■ Task item: The exercise calls for a faithful copy of all the data.

^^^^^^^^^^^^^^^^

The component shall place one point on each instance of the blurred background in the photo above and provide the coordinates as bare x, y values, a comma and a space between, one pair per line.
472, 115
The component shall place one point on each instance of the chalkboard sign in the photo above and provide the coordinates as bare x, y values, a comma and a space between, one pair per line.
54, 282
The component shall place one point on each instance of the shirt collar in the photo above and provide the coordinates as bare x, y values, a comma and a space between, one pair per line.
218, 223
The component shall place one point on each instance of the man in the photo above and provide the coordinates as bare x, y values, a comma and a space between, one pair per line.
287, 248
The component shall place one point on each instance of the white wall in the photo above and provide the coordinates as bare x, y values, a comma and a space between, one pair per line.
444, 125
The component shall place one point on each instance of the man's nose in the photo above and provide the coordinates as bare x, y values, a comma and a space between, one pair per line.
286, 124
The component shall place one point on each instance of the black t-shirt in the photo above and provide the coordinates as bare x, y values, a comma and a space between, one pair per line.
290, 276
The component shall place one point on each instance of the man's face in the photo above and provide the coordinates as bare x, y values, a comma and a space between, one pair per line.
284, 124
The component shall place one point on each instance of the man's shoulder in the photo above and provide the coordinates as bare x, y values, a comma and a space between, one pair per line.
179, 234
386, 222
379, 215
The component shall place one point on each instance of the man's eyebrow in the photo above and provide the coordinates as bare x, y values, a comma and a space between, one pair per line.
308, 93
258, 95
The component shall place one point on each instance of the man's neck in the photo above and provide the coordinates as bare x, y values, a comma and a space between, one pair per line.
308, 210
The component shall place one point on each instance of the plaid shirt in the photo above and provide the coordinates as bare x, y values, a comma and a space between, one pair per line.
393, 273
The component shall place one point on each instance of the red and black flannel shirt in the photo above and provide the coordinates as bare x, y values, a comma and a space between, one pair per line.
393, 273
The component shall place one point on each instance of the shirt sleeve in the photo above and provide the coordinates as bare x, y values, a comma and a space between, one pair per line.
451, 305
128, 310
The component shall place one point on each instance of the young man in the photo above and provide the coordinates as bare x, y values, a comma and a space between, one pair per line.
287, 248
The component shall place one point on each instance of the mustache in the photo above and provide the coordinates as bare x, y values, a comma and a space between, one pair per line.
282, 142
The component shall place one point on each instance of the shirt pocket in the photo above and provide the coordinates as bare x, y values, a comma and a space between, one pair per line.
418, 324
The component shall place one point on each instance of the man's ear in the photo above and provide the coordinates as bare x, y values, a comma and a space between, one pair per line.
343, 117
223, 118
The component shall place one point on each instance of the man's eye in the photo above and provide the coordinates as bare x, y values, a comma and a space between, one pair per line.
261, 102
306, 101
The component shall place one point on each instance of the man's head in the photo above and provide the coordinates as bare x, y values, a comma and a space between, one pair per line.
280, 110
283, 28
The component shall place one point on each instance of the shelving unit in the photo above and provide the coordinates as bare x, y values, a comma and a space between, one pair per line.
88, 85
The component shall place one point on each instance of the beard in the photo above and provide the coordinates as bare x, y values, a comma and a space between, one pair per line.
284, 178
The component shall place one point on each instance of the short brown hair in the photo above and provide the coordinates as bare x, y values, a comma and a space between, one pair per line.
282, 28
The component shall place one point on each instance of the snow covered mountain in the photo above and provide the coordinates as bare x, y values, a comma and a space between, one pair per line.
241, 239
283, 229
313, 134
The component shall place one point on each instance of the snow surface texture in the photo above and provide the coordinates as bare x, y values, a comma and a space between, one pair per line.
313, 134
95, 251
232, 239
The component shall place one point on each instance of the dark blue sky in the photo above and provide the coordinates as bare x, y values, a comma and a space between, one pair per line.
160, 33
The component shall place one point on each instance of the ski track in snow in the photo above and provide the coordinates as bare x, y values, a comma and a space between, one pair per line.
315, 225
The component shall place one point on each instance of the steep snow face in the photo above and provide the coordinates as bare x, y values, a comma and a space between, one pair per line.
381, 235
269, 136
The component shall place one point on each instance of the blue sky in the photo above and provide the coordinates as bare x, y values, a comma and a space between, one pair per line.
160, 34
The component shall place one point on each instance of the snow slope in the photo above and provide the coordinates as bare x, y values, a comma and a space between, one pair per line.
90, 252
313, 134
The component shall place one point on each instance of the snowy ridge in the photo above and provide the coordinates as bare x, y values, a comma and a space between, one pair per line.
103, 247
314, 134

^^^^^^^^^^^^^^^^

■ Solution:
The component shall place one point on each instance of the blurred background in the photo above and provide the coordinates as bare x, y values, a comma and a space between, one pair per line.
472, 115
The component shall place one point on each instance of the chalkboard sign in the photo above and provide the coordinates as bare x, y values, a comma and a space between, one pair per line.
54, 282
The component shall place one point on each instance of the shirt collar in the photo above and provide the coordinates as bare x, y values, a comma and a space between, one pair per line.
218, 223
The component shall place one point on each instance of the man in the photo above and provide the coordinates as bare x, y values, a comma and a space between, one pair per line.
287, 248
The component shall place one point on each instance of the white wall in the photo above and provide the coordinates as bare x, y values, a comma and a space between, one pair per line.
444, 125
The component shall place one point on each instance of the man's nose in the photo above and provide the coordinates as bare x, y values, a comma and a space between, one pair per line.
286, 124
The component shall place one point on each instance of the black t-shirt in the photo above and provide the coordinates as bare x, y values, a comma and a space between, one pair per line.
290, 276
The component shall place one point on each instance of the man's face in the photo above and provide the coordinates as bare x, y values, a comma and a space between, one pair per line.
284, 124
The component shall place one point on each instance of the man's shoulder in the photo above and provide the coordinates as bare x, y values, a comma and a space between, one pair per line.
179, 234
386, 222
379, 215
The component shall place one point on each instance of the man's eyebrow in the photo above and provide the coordinates as bare x, y values, a comma and a space between, one pair per line.
308, 93
258, 95
The component shall place one point on each instance of the man's neck in the photo above and provide the coordinates as bare x, y values, a comma and a space between, one pair per line.
308, 210
The component shall place one point on each instance of the plaid shirt in the photo above and provide the coordinates as bare x, y values, a comma and a space between, one pair per line.
393, 273
The component shall place one point on each instance of the red and black flannel shirt in the photo above and provide the coordinates as bare x, y values, a comma and a space between, one pair per line.
393, 273
The component shall place one point on each instance of the shirt sleeve in the photo above and provide the coordinates as bare x, y values, a comma and a space between, one pair per line.
451, 305
128, 310
The component shall place one point on each instance of the young man in the photo above and provide the coordinates as bare x, y values, a comma and a space between, one pair per line.
287, 248
The component shall place one point on each instance of the mustache in the photo above and provide the coordinates as bare x, y values, a comma and a space between, one pair per line.
282, 142
The component shall place one point on each instance of the shirt pocket in the photo above and provide the coordinates as bare x, y values, a comma and a space between, one pair per line.
418, 324
The component shall place one point on each instance of the man's ear in the photo above and provide the coordinates as bare x, y values, a comma and a space between, one pair per line.
343, 117
223, 118
The component shall place one point on each instance of the man's eye in the photo above and provide the coordinates as bare x, y values, a comma and a space between, one pair per line.
261, 102
306, 101
The component shall place one point on each instance of the man's head in the photo above and provide the coordinates as bare x, y values, a comma and a space between, one pair per line.
280, 110
283, 28
The component shall place one point on each instance of the shelving unit in the photo above and provide the coordinates as bare x, y values, a comma and a space between, one pair per line.
88, 85
The component shall place one point on each instance of the beard in the photo above and provide the coordinates as bare x, y values, a comma and a space between, one pair per line.
284, 178
The component shall place one point on each instance of the short brown hair in the photo above and provide the coordinates as bare x, y values, a comma and a space between, one pair per line.
282, 28
The component shall place one point on each instance of the snow covered mountain in the photo above and provide the coordinates as bare x, y values, a comma and a space between, one pair per line.
241, 239
283, 229
313, 134
The component shall place one point on each instance of the snow surface texture in the photo above and provide the coordinates as bare x, y values, a comma and a space between, one pair per line.
313, 134
95, 251
232, 239
The component shall place one point on each instance of the dark blue sky in the photo above and provide the coordinates as bare x, y values, a comma and a space between, one pair per line.
160, 33
The component shall place one point on each instance of the ski track in snow in the photo above and provide the coordinates as bare x, y values, a comma and a space between, one pair per line.
315, 225
The component shall place one point on each instance of the steep snow face in the photo above and provide the coordinates as bare x, y values, a comma and a space between, one pair per line.
381, 235
269, 136
The component shall place one point on each instance of the blue sky in the photo above and provide the coordinates as bare x, y values, a comma and a space between, one pair per line.
160, 34
The component shall place one point on each instance of the snow slope in the photo above and provide the coordinates as bare x, y values, a comma and a space between, one pair per line.
90, 252
313, 134
The component shall place one point on each instance of the snowy ridge in the photo above and provide the coordinates as bare x, y values, a comma and a space between, one pair per line.
103, 247
314, 134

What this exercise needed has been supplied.